__提示文__
パニック障害が挫く患者の心
パニック障害が挫く患者の心
恐怖や不安によって強烈なパニックに陥ってしまうパニック発作、パニック発作が起こるのではないかという予期不安、パニック発作が起きた場所に行きたくない、あるいは助けが得られない場所へ行きたくないという広場恐怖、パニック発作が緩やかな形で慢性化する残遺(ざんい)症状―――こうしたパニック症状の側面は、患者の心を挫きます。
想像してほしいのですが、どれだけ健康な人であっても、街中を歩いている時にいきなり後ろから金属バットで頭へゴチンと一発かまされるかもしれない、という可能性があれば、気持ちよく生きていくことは難しいと思います。
ましてや、一度殴られたことがある人であれば、安穏(あんのん)とした気持ちで日々を過ごすことはできなくなるはずです。
パニック発作は、突発的で激しい恐怖を伴う発作です。
他人からバットで殴られるのとは違いますが、突然、わけのわからないものに襲われて身体や命の危険を(実際にあるかどうかは別として)味わうというのは平穏な日常を破壊するのに十分な出来事なのです。
そんな状態で、平然としていられるわけがありません。
パニック発作が繰り返されることによる無力感
急性のパニック発作の繰り返しから、残遺症状として緩やかなパニック症状の慢性化まで、激しさは薄れたとしても不愉快な出来事が生活のなかに根深く組み込まれてしまえば、パニック障害の患者さんは普通に生きていることが苦痛になります。
パニック障害になると性格が変わる人がいます。
毎日毎日嫌な思いをし、不安や恐怖を味わうというストレスフルな生活をしていれば、人格に影響が出るのも仕方がないことです。

__データ部分__
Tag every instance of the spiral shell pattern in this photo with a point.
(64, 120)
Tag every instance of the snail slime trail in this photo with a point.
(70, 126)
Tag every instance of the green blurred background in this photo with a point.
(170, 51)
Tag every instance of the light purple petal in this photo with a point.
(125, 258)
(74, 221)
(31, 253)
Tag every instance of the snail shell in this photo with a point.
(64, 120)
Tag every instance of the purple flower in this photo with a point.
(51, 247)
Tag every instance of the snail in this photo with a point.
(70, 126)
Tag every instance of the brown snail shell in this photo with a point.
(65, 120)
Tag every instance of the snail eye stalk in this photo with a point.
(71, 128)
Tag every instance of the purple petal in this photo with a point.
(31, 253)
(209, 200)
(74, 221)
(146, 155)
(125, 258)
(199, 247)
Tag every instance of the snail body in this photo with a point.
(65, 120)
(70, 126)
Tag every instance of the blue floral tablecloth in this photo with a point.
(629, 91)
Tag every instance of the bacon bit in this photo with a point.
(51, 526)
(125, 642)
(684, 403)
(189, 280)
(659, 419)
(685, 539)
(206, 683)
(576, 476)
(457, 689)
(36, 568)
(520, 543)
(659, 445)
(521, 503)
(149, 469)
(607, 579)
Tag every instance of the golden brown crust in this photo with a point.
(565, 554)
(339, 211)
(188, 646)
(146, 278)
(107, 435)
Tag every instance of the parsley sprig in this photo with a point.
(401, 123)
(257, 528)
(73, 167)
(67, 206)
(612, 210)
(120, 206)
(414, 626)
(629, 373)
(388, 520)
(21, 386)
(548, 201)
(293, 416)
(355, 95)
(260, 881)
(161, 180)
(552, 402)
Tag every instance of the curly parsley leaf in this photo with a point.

__課題について__
パニック障害についての提示文から、「ましてや、一度殴られたことが」から「パニック障害になると性格が変わる人がいます。」までを一字も変えずに書き出せ。

__課題への回答__
ましてや、一度殴られたことがある人であれば、安穏(あんのん)とした気持ちで日々を過ごすことはできなくなるはずです。
パニック発作は、突発的で激しい恐怖を伴う発作です。
他人からバットで殴られるのとは違いますが、突然、わけのわからないものに襲われて身体や命の危険を(実際にあるかどうかは別として)味わうというのは平穏な日常を破壊するのに十分な出来事なのです。
そんな状態で、平然としていられるわけがありません。
パニック発作が繰り返されることによる無力感
急性のパニック発作の繰り返しから、残遺症状として緩やかなパニック症状の慢性化まで、激しさは薄れたとしても不愉快な出来事が生活のなかに根深く組み込まれてしまえば、パニック障害の患者さんは普通に生きていることが苦痛になります。
パニック障害になると性格が変わる人がいます。